— Exercise description —
Word for word, retype every line of the data.

[Stored data entries]
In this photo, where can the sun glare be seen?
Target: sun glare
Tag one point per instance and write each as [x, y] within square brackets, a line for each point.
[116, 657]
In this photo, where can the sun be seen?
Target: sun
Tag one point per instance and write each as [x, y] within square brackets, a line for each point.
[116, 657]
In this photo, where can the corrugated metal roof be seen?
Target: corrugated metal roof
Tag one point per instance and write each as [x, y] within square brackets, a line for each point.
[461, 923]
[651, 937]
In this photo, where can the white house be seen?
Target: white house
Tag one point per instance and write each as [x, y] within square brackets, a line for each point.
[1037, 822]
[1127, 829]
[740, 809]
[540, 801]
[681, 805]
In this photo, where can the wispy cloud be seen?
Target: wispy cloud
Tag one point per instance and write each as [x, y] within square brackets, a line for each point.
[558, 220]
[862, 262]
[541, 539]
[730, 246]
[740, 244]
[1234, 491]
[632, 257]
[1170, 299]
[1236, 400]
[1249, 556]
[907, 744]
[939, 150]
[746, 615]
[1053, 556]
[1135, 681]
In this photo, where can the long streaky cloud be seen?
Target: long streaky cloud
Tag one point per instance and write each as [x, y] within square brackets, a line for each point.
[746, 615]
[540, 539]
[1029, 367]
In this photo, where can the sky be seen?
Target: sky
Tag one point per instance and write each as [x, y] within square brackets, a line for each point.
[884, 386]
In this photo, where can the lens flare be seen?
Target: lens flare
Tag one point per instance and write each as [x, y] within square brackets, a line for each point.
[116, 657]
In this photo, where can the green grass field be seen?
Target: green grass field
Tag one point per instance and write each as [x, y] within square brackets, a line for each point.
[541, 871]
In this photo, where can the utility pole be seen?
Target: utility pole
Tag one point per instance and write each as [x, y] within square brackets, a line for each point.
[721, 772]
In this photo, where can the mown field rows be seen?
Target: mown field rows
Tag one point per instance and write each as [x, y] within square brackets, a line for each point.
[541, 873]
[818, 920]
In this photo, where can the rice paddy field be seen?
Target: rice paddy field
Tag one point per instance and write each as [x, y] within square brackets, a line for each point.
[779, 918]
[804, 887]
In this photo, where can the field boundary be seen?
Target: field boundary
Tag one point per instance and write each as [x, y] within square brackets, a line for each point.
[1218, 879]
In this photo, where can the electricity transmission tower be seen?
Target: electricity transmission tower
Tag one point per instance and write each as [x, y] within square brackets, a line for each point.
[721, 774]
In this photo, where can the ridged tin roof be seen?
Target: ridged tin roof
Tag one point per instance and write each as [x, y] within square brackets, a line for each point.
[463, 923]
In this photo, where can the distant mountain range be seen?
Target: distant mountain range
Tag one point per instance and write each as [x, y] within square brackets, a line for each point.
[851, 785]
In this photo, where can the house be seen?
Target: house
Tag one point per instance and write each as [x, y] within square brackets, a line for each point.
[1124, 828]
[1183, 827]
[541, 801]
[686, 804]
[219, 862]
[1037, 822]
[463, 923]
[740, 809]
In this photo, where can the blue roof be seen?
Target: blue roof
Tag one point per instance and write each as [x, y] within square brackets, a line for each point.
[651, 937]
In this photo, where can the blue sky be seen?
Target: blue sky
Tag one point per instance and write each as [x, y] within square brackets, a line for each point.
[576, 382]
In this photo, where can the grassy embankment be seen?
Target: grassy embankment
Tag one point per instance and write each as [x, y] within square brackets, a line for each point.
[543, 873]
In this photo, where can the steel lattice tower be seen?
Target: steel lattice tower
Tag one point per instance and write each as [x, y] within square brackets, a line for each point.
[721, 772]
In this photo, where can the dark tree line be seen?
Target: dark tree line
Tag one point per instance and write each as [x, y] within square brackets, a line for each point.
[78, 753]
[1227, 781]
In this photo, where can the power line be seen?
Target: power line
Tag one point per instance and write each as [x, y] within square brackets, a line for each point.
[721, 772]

— Expected answer —
In this photo, where can the sun glare be seen?
Target: sun glare
Tag one point per instance and write each as [x, y] within square brackets, a line for each point.
[116, 657]
In this photo, where can the sun be seen?
Target: sun
Tag one point per instance and write each as [x, y] within square brackets, a line for each point.
[116, 657]
In this photo, where can the corrugated metal roof be seen?
Target: corrugated metal roof
Tag one point per instance and write each as [x, y] within square brackets, a line for each point.
[461, 923]
[651, 937]
In this photo, where can the white house be seen?
Target: white house
Tag one point per instance and write each as [x, y] within square brackets, a line for each point.
[1037, 822]
[1127, 829]
[740, 809]
[540, 801]
[681, 805]
In this photo, where can the wispy cloud be seen?
Target: wispy cloud
Tag one point per instance and write each as [x, y] within square brackets, a line for each point.
[558, 220]
[862, 262]
[541, 539]
[730, 246]
[740, 244]
[1234, 491]
[632, 257]
[1170, 299]
[1236, 400]
[1249, 556]
[907, 744]
[939, 150]
[746, 615]
[1053, 556]
[1135, 681]
In this photo, where can the long streaky cloud be seen?
Target: long streaky cloud
Tag one point per instance and write each as [x, y] within square brackets, a line for each point.
[746, 615]
[540, 539]
[1029, 367]
In this photo, where can the sky be seen?
Target: sky
Tag one point per instance and write each as [x, y] within square brackets, a line for each point.
[884, 386]
In this photo, where can the lens flare be seen?
Target: lens flare
Tag one point per instance and write each as [x, y] within square brackets, a line for each point.
[116, 657]
In this photo, where can the green grass field be seen?
Target: green grass field
Tag one point per instance and write each as [x, y] within square brackets, a line for each point.
[541, 871]
In this photo, where can the utility pole be seen?
Target: utility pole
Tag one point per instance and write each as [x, y] within square brackets, a line for each point.
[721, 772]
In this photo, where can the mown field rows be seen?
Target: mown field rows
Tag one point per instance and write each as [x, y] within square brackets, a line for each point.
[541, 873]
[818, 920]
In this photo, where can the rice paddy field be seen?
Target: rice paddy field
Tag one point per instance and write each as [x, y] within square brackets, a line for each point.
[779, 918]
[804, 887]
In this photo, where can the field boundary be seen?
Target: field boundary
Tag one point per instance and write each as [x, y] within square brackets, a line for each point.
[1218, 879]
In this photo, where can the electricity transmission tower be seen?
Target: electricity transmission tower
Tag one point per instance and write each as [x, y] within square brackets, a line for each point.
[721, 774]
In this photo, where can the ridged tin roof be seen?
Target: ridged tin roof
Tag one point per instance and write each as [x, y] within square brackets, a line for each point.
[463, 923]
In this photo, where can the distant mountain range be seen?
Target: distant mountain range
Tag one point per instance and write each as [x, y] within square brackets, a line for each point.
[851, 785]
In this photo, where can the house be seen?
Target: house
Tag one point per instance and write each as [x, y] within square brackets, a line for each point.
[1124, 828]
[1183, 827]
[541, 801]
[686, 804]
[219, 862]
[1037, 822]
[463, 923]
[740, 809]
In this photo, where can the blue roof be seen?
Target: blue roof
Tag one point per instance and write each as [x, y] within square brackets, a line for each point.
[651, 937]
In this photo, where can the blue sky be seen?
Target: blue sky
Tag one point per instance and write each as [x, y] within square brackets, a line for each point.
[576, 382]
In this photo, where can the grassy embankment be seen?
Target: grassy embankment
Tag one point per instance and write each as [x, y] within square brackets, a line for each point.
[543, 873]
In this photo, where can the steel lattice tower be seen?
Target: steel lattice tower
Tag one point per instance and write each as [x, y] within square brackets, a line for each point.
[721, 772]
In this photo, where can the dark tree line be seen?
Target: dark tree line
Tag one point per instance and write each as [x, y] within square brackets, a line for each point.
[78, 753]
[1227, 781]
In this photo, where can the power line be seen?
Target: power line
Tag one point per instance and write each as [x, y] within square brackets, a line for each point.
[721, 772]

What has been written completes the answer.